## Problem requirements
Every record is to be duplicated exactly as it reads, without its images.

## Provided records
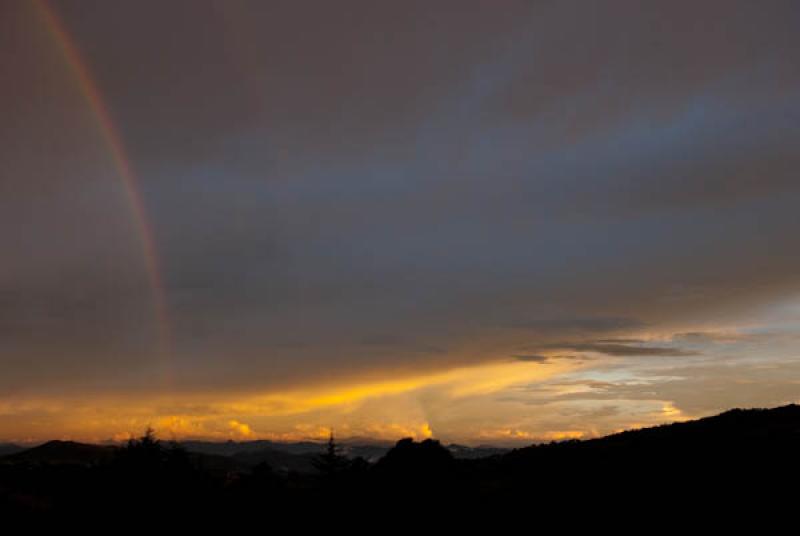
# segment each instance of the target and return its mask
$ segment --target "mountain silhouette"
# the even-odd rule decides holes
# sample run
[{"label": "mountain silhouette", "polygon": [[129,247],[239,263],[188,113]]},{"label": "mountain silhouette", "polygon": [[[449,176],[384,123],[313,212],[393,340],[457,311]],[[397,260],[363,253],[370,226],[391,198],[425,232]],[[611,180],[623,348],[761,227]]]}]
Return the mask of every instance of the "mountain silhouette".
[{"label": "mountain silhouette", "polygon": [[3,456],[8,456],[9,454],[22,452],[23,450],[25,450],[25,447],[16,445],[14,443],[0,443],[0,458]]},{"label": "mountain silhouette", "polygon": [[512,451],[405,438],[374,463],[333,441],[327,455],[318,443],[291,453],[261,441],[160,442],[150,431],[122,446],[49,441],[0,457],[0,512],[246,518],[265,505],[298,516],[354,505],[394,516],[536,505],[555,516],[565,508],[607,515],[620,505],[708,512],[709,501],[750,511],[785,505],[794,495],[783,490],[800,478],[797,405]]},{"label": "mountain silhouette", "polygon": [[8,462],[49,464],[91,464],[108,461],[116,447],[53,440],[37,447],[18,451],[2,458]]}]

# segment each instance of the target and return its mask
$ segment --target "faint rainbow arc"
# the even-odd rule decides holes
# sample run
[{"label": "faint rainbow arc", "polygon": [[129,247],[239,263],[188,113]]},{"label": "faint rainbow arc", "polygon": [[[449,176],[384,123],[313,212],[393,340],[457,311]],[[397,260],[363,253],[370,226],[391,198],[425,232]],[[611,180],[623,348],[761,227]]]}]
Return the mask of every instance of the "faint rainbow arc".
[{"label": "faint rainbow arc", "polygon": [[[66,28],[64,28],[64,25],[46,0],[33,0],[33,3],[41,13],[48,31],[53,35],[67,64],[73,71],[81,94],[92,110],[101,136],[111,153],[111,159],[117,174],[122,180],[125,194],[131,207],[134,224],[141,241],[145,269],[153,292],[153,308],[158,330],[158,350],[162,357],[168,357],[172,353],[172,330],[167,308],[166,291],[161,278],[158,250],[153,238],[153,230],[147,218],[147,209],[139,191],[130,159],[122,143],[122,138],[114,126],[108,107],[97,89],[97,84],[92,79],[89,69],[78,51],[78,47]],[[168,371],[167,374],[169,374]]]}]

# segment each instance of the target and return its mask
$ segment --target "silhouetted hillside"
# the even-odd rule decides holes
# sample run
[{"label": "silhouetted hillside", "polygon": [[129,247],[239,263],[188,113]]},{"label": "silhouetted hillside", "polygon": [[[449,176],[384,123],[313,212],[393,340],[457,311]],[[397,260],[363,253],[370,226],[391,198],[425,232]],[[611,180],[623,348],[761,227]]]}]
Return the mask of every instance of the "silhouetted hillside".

## Your solution
# segment each instance of the target and return its mask
$ segment --target "mountain silhouette"
# the even-odd rule decides holes
# sample run
[{"label": "mountain silhouette", "polygon": [[129,247],[239,263],[188,113]]},{"label": "mountain silhouette", "polygon": [[[449,176],[384,123],[313,212],[393,340],[457,311]],[[397,260],[363,253],[370,226],[391,198],[425,232]],[[611,180],[623,348],[761,227]]]}]
Return the mask of every instance of the "mountain silhouette".
[{"label": "mountain silhouette", "polygon": [[3,456],[8,456],[9,454],[22,452],[23,450],[25,450],[25,447],[16,445],[14,443],[0,443],[0,458]]},{"label": "mountain silhouette", "polygon": [[512,451],[405,438],[374,463],[333,441],[327,455],[318,443],[291,453],[261,441],[160,442],[150,431],[122,446],[49,441],[0,457],[0,512],[246,518],[265,505],[298,516],[354,505],[394,516],[536,505],[555,516],[565,508],[607,515],[620,505],[708,512],[709,501],[750,511],[785,505],[794,495],[783,490],[800,478],[797,405]]},{"label": "mountain silhouette", "polygon": [[8,462],[49,464],[91,464],[108,461],[116,447],[53,440],[37,447],[18,451],[2,458]]}]

# segment each instance of the target and return its mask
$ segment --target "faint rainbow arc"
# the even-odd rule decides holes
# sample run
[{"label": "faint rainbow arc", "polygon": [[129,247],[239,263],[188,113]]},{"label": "faint rainbow arc", "polygon": [[[449,176],[384,123],[313,212],[393,340],[457,311]],[[397,260],[363,253],[370,226],[391,198],[425,232]],[[611,180],[623,348],[761,227]]]}]
Return the mask of every instance of the "faint rainbow arc".
[{"label": "faint rainbow arc", "polygon": [[[66,28],[64,28],[64,25],[46,0],[33,0],[33,3],[41,13],[48,31],[53,35],[67,64],[73,71],[81,94],[92,110],[101,136],[111,153],[111,159],[117,174],[122,180],[125,194],[131,207],[134,224],[141,241],[145,269],[153,292],[153,308],[158,330],[158,350],[162,357],[168,357],[172,353],[172,330],[167,308],[166,291],[161,278],[158,250],[153,238],[153,230],[147,218],[147,209],[139,191],[130,159],[122,143],[122,138],[114,126],[108,107],[97,89],[97,84],[92,79],[89,69],[78,51],[78,47]],[[168,371],[167,374],[169,374]]]}]

# segment each instance of the target and return its mask
$ segment --target "silhouetted hillside"
# the even-odd rule decides holes
# sample run
[{"label": "silhouetted hillside", "polygon": [[129,247],[239,263],[188,113]]},{"label": "silhouetted hillside", "polygon": [[[449,176],[384,123],[313,212],[393,340],[457,311]],[[397,260],[363,253],[370,226],[391,198],[425,232]],[[611,180],[623,348],[761,227]]]}]
Return the mask of every instance of the "silhouetted hillside".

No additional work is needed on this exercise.